**PROBLEM TO SOLVE**
List each of the lines below that contains the string "player". Matching is case-sensitive.

**Point annotations on photos**
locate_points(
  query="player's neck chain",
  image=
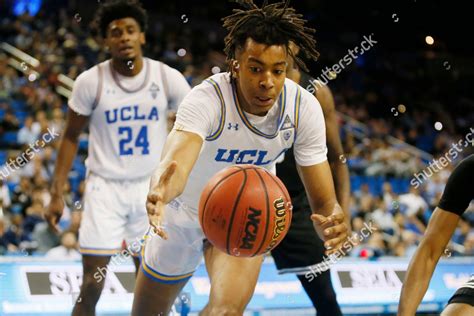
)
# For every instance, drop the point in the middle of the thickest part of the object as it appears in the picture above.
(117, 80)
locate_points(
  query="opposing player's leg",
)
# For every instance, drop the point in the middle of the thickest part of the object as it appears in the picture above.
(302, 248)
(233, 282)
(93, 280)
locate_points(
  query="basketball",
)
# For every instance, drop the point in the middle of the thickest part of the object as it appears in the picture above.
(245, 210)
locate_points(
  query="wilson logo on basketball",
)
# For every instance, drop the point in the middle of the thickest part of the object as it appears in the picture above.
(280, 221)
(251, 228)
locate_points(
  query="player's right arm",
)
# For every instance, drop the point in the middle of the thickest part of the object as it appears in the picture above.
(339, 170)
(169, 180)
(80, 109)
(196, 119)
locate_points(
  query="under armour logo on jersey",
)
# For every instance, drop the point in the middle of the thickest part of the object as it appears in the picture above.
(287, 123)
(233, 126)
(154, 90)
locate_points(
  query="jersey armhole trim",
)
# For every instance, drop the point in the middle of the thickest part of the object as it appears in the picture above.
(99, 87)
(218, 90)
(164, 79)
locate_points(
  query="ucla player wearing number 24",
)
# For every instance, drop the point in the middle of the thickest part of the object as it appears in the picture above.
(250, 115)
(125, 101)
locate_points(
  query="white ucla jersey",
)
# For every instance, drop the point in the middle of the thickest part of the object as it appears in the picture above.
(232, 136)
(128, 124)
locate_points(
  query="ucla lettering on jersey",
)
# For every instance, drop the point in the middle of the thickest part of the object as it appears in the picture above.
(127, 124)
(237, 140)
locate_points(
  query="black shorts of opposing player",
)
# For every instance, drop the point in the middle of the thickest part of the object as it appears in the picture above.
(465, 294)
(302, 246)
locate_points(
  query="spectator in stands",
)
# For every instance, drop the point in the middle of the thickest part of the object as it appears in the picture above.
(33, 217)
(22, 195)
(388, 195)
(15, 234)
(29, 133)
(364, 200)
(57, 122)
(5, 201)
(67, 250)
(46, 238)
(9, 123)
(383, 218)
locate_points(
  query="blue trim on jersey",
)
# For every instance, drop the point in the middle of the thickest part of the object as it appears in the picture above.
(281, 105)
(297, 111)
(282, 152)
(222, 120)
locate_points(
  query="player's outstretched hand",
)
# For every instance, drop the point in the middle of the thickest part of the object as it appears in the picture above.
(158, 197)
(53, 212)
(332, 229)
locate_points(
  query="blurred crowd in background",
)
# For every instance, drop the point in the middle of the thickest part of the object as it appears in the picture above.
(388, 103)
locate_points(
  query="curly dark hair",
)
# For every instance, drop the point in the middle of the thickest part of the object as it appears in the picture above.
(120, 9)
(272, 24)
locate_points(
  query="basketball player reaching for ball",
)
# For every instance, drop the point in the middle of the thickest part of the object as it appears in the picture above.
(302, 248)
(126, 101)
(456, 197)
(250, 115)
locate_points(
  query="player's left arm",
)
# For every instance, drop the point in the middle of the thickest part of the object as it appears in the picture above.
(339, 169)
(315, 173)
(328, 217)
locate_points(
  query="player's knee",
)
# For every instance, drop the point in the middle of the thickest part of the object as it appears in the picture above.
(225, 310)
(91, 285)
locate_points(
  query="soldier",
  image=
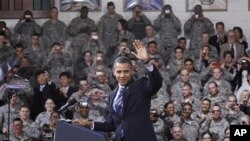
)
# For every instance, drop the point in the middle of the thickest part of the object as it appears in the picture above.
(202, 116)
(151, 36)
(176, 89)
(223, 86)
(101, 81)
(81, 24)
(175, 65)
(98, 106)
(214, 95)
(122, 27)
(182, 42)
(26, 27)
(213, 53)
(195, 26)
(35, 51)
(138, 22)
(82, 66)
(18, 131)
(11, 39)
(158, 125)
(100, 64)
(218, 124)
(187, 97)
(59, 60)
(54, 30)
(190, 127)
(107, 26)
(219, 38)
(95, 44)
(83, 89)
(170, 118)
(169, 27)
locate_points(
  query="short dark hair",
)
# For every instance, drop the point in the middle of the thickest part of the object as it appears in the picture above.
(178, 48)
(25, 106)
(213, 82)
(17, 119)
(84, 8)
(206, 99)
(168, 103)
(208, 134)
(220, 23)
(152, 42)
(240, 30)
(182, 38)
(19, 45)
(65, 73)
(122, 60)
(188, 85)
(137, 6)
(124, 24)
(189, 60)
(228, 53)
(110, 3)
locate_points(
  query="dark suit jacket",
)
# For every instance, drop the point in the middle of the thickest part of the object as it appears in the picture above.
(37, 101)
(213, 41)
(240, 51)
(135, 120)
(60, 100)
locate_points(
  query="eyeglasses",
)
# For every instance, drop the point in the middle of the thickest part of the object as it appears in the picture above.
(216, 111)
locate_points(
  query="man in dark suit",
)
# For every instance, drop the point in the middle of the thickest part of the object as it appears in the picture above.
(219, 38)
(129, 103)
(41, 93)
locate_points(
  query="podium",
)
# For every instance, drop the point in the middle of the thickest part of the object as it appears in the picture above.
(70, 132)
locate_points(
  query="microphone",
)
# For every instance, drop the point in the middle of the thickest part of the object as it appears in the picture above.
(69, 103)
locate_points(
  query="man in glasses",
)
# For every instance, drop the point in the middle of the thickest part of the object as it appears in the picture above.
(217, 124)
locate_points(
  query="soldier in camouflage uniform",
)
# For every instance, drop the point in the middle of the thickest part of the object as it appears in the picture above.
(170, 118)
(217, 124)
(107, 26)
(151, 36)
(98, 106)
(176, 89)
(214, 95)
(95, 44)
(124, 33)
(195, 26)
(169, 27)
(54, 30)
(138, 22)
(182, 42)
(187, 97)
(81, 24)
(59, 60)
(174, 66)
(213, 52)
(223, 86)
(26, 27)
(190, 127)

**TASK RESPONSE**
  query="player's neck chain",
  query="opposing player's leg",
  query="player's right arm",
  query="ucla player wearing number 24",
  query="black shorts of opposing player",
  query="player's outstretched hand",
  query="basketball player reaching for ball",
  query="player's left arm",
  query="player's knee",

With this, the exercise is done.